**Task directions:** Each line from the one containing "Locate the scattered" through the end of the listing below must be copied exactly; pictures are excluded.

**Records for this exercise:**
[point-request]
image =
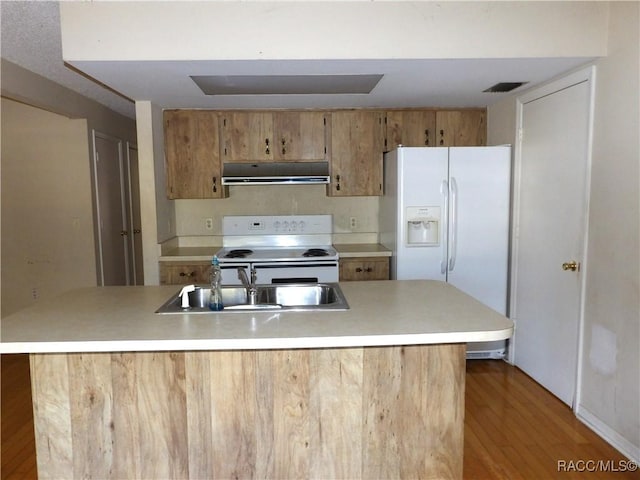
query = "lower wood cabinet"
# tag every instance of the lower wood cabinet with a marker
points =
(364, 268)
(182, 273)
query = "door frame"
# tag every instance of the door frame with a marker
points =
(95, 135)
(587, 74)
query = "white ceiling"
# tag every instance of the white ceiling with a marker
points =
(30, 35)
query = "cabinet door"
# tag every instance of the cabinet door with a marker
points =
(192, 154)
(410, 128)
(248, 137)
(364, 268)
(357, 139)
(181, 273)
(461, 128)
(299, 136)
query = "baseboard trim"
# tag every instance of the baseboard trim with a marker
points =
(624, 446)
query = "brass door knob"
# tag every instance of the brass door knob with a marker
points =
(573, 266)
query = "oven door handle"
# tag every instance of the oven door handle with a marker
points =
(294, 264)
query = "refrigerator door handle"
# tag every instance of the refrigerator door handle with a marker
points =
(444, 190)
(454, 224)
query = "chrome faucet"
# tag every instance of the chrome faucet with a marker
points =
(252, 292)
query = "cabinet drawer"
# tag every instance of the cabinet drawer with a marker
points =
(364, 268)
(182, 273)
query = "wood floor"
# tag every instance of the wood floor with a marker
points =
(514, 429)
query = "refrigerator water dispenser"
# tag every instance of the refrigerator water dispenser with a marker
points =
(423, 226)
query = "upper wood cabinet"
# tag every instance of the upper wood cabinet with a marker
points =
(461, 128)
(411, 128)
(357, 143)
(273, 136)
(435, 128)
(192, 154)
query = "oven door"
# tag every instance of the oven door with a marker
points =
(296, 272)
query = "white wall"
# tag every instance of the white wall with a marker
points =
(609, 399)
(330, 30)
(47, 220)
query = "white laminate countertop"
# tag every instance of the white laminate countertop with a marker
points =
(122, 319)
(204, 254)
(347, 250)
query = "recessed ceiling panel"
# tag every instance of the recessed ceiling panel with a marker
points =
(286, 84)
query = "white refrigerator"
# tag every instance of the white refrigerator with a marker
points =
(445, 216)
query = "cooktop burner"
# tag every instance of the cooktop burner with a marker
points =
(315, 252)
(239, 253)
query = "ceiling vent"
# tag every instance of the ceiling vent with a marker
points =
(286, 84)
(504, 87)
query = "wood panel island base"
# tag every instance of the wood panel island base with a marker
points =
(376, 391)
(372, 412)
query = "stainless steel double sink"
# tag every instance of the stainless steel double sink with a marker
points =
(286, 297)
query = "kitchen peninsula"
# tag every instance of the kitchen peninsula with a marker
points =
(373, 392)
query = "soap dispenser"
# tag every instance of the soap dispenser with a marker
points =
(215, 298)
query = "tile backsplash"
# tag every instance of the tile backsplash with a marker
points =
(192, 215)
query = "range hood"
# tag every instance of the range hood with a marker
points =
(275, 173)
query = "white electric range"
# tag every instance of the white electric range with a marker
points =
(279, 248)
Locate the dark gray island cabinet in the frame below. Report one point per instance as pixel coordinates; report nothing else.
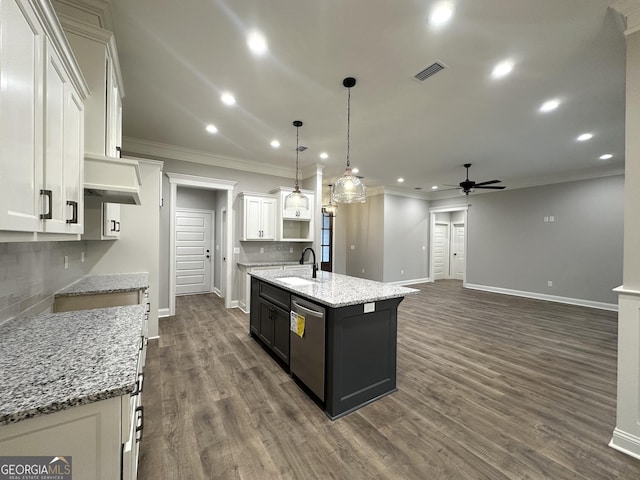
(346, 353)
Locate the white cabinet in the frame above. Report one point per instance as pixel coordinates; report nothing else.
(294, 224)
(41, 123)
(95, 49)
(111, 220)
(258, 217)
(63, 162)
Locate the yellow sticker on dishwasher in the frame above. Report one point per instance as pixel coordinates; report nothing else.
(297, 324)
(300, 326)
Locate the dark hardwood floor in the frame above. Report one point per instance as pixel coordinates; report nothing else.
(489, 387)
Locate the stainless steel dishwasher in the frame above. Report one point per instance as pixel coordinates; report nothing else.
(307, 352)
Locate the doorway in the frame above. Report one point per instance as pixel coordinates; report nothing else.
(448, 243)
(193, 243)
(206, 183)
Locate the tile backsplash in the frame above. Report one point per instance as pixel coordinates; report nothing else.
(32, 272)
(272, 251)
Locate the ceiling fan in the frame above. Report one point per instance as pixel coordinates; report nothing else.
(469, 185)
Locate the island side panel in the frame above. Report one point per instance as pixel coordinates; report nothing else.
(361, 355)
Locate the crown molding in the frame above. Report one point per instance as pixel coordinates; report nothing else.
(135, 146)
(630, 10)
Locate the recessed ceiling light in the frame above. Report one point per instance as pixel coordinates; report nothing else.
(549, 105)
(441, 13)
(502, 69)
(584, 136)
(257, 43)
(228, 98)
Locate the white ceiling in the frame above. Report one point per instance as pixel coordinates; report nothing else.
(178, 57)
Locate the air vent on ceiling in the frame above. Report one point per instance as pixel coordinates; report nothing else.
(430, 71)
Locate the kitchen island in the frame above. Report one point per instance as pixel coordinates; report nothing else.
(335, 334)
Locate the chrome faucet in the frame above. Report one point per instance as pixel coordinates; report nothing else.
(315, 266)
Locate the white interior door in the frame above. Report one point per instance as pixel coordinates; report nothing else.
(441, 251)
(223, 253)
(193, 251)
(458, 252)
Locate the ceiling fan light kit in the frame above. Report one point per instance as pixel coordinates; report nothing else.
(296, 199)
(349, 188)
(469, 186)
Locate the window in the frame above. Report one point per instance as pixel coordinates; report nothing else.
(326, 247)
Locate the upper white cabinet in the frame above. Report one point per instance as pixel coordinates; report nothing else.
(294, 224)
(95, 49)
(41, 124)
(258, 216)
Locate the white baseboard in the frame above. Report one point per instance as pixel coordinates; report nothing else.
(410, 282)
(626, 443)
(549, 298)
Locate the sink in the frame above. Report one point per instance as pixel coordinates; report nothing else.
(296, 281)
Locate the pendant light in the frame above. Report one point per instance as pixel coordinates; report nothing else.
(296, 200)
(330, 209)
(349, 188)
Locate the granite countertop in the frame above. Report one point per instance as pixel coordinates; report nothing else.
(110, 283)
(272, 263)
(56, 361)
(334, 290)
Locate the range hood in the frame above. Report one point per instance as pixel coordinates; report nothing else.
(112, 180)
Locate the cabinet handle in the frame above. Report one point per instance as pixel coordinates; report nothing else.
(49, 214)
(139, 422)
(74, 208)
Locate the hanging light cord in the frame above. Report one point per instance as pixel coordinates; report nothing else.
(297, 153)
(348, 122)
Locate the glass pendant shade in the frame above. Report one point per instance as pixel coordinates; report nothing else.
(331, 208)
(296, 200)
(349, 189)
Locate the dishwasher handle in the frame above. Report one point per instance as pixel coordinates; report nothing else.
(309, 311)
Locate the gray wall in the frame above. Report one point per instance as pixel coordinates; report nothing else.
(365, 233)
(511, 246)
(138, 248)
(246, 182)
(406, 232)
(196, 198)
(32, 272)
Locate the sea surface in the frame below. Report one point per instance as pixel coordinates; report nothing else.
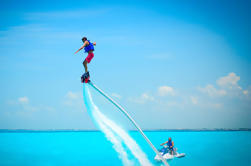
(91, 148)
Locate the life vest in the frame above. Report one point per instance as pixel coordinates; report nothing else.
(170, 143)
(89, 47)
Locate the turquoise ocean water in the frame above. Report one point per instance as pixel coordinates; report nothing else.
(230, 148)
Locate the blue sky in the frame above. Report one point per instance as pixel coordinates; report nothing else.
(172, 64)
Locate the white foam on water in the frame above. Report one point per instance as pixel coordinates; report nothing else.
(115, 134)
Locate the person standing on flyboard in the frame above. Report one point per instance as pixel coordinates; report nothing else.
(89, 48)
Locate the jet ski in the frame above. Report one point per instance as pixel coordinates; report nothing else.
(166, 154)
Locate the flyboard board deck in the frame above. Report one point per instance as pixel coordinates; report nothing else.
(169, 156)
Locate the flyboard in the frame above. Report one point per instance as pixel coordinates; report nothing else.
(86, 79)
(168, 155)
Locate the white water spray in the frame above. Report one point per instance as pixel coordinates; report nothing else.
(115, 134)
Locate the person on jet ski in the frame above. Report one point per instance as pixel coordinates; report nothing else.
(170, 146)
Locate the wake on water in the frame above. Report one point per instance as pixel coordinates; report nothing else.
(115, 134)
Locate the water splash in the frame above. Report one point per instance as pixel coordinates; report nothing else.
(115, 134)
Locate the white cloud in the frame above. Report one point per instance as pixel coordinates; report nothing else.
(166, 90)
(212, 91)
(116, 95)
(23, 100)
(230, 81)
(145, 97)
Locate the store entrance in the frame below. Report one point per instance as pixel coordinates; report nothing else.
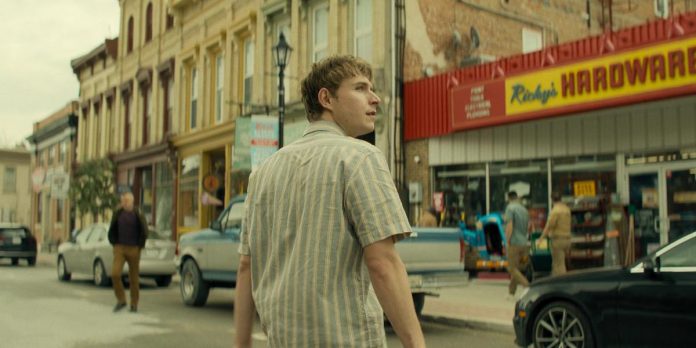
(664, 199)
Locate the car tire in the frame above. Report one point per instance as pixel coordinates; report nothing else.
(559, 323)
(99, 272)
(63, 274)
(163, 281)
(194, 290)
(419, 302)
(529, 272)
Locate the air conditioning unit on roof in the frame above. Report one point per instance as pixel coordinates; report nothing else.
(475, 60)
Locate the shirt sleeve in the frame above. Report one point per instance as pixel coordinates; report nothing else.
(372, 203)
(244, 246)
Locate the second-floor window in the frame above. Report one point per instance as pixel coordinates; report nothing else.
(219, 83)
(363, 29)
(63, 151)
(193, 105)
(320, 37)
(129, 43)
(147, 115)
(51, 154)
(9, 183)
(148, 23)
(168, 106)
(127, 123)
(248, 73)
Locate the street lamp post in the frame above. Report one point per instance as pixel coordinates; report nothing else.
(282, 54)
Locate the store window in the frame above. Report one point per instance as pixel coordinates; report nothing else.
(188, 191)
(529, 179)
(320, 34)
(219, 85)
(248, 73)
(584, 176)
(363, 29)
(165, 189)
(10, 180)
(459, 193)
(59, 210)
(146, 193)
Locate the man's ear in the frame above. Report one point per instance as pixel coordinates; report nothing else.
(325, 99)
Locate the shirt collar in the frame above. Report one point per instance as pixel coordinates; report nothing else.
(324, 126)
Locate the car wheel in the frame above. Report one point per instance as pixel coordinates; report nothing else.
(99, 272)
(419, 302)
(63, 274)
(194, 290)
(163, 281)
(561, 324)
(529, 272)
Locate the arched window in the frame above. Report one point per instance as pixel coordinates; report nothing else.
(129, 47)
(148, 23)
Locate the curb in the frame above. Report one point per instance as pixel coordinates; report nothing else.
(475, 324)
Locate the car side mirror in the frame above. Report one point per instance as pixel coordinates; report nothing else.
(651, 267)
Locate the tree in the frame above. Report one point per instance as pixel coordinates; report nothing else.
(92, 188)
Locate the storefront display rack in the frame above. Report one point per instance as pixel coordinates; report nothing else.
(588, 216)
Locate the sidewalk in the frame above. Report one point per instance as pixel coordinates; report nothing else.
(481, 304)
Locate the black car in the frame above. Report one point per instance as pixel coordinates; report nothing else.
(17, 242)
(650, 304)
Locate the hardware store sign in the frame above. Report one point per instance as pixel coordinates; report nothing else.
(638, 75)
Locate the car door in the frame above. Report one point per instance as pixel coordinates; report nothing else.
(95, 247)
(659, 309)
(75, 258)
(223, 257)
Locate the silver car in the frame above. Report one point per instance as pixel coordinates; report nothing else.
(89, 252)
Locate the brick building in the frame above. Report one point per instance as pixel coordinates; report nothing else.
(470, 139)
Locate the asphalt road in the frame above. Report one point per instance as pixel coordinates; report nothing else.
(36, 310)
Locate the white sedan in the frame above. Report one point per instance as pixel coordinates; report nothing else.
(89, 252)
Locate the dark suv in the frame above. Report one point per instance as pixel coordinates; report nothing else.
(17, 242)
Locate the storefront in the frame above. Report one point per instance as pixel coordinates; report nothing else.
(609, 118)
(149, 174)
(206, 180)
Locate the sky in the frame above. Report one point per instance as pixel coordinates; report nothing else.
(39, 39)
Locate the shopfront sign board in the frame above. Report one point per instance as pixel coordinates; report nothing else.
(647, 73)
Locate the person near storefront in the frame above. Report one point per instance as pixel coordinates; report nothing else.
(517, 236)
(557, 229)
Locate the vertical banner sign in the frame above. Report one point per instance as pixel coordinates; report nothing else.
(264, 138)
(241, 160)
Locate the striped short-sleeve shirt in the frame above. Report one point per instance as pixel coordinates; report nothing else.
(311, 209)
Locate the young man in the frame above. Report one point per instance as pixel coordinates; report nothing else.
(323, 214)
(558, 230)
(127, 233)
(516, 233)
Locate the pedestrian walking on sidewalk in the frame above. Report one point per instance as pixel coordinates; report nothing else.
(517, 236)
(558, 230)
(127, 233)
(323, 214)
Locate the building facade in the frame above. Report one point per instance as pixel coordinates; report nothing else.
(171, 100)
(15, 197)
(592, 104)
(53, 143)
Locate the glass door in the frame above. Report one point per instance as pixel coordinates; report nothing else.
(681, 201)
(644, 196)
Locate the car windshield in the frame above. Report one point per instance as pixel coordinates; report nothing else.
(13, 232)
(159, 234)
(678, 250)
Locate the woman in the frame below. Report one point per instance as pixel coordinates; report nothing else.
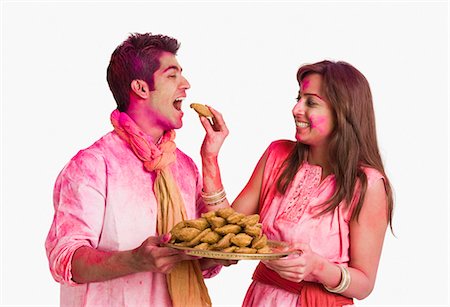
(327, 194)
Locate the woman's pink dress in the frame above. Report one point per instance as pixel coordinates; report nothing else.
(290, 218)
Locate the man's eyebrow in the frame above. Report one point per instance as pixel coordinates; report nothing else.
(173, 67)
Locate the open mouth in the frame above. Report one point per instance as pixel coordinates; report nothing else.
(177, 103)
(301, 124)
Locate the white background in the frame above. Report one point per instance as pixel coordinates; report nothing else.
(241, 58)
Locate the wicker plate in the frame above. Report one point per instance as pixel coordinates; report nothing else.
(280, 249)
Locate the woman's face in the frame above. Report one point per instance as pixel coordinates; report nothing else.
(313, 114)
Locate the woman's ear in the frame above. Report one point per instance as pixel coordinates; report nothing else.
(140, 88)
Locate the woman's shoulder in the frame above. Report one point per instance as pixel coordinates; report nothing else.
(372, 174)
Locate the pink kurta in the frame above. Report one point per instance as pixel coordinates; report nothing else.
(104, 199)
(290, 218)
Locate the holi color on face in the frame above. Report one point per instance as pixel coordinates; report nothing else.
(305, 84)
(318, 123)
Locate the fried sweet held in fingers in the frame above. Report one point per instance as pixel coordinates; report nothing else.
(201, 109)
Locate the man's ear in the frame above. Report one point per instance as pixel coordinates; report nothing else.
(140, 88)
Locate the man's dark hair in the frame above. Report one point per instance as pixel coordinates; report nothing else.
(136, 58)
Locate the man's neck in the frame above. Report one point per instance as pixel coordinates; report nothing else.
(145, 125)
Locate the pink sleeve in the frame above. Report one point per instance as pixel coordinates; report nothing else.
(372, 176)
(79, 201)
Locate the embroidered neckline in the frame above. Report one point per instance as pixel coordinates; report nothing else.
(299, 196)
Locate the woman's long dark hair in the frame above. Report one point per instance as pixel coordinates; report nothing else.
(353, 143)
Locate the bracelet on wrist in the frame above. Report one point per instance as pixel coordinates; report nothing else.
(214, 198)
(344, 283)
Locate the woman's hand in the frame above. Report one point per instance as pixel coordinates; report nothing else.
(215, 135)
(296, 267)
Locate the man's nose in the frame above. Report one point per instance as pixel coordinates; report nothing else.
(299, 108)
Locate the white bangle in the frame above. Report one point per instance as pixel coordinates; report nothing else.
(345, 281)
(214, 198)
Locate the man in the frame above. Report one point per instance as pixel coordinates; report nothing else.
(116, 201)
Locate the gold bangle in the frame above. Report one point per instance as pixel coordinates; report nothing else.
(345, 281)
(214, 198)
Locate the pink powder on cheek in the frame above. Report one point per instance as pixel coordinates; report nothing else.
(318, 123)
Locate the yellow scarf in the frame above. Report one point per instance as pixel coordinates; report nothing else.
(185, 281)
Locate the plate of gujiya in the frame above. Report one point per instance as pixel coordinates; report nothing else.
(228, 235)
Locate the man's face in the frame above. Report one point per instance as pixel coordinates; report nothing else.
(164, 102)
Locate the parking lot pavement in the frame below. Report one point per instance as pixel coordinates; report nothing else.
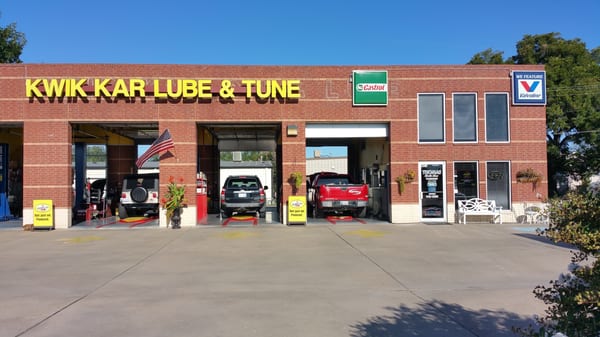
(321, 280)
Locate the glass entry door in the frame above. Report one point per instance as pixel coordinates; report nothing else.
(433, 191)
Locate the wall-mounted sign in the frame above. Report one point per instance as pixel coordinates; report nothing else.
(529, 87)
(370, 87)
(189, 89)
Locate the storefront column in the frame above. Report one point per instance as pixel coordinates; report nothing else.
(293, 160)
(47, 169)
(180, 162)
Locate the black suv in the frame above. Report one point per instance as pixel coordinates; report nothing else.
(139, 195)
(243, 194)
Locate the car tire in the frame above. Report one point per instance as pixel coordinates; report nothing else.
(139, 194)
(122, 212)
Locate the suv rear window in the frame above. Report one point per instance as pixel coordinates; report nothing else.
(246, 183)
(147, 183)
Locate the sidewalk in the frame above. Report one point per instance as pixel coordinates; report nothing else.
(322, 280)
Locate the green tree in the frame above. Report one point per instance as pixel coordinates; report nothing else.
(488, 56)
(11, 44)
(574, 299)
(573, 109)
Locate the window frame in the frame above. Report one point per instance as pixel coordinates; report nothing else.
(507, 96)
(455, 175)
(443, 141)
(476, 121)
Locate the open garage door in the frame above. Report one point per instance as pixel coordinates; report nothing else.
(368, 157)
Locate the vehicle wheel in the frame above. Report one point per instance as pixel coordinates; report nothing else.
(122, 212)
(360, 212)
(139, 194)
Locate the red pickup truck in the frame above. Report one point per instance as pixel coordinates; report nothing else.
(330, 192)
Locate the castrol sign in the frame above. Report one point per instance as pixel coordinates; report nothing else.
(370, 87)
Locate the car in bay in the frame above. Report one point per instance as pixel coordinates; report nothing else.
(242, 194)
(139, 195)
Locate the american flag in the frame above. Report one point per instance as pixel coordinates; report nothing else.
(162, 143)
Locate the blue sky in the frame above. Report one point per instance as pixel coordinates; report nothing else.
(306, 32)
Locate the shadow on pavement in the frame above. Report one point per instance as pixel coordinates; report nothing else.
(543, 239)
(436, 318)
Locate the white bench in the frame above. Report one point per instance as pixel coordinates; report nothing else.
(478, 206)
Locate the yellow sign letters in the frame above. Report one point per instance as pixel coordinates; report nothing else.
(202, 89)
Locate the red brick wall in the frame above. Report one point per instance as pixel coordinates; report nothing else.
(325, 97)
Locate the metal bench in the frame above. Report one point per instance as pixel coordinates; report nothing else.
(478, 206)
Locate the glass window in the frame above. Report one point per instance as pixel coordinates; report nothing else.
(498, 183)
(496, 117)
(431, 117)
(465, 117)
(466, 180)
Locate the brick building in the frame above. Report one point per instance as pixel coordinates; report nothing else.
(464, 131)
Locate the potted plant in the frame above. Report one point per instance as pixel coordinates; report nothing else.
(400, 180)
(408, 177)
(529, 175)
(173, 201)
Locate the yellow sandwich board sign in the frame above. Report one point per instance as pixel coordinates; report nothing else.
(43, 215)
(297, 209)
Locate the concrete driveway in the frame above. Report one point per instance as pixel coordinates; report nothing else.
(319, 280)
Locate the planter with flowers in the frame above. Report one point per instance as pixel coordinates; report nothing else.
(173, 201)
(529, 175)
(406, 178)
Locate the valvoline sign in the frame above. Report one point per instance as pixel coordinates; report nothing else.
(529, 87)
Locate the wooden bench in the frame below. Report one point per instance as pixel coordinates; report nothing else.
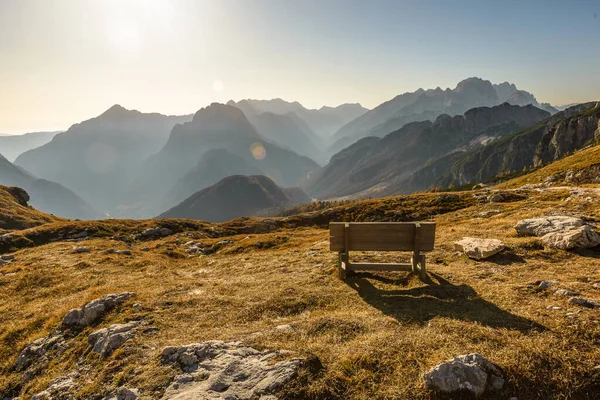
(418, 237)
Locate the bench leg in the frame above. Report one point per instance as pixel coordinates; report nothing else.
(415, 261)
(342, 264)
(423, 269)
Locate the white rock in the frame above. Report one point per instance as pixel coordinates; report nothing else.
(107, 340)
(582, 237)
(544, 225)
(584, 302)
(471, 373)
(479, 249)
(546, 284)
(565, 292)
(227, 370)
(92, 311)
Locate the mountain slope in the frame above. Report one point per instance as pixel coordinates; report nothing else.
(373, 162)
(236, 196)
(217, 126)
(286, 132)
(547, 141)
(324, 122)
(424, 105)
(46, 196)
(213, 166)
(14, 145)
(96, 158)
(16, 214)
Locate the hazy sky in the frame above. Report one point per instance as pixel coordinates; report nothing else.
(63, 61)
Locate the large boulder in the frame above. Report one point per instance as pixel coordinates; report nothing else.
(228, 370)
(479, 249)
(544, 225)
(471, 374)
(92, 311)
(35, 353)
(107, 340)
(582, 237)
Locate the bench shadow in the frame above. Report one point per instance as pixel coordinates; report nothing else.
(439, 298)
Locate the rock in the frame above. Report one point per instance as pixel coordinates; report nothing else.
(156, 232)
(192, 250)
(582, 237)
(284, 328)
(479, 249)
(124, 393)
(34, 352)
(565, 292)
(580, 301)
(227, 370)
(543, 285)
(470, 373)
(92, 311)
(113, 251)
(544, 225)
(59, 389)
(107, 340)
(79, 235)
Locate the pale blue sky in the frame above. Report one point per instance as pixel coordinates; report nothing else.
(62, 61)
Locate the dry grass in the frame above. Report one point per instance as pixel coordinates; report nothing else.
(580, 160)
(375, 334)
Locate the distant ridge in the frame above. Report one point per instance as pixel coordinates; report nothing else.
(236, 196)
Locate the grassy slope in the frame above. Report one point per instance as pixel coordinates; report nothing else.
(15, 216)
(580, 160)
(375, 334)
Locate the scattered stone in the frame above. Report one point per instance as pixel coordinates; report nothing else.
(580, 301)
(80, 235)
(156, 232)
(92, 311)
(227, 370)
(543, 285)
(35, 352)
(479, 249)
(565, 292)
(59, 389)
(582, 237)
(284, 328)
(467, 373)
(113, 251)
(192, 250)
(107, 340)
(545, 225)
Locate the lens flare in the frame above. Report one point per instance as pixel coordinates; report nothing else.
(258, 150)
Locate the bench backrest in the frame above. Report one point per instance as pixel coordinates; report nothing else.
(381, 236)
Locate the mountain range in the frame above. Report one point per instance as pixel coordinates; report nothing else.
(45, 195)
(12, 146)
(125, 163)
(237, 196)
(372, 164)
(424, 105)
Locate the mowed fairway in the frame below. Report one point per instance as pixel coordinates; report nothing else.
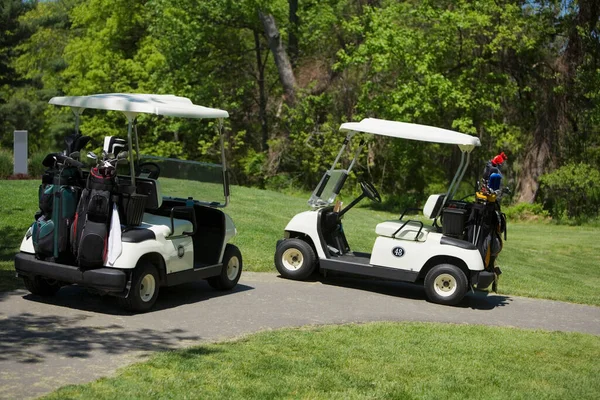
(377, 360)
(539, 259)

**Solution:**
Locate the scattered stone in the frame above. Report one point per instance as pixel coordinates; report nothing else.
(580, 301)
(80, 235)
(156, 232)
(92, 311)
(227, 370)
(543, 285)
(35, 352)
(479, 249)
(565, 292)
(59, 389)
(582, 237)
(284, 328)
(467, 373)
(113, 251)
(192, 250)
(107, 340)
(545, 225)
Locate the lens flare in the frame above. Report one point per instance as pixel coordinates; report nothing else.
(258, 150)
Locate the bench backrest in the frame above. Report one point per instance as pixel coordinates; report nothing else.
(381, 236)
Locate the mountain range in the frame above. Report one point per instance as pixel coordinates; report nothing else.
(45, 195)
(12, 146)
(125, 163)
(237, 196)
(372, 164)
(424, 105)
Locate the mowed fairway in the frame below. Report one point per instance as pixel coordinates; report nothing else.
(377, 360)
(539, 259)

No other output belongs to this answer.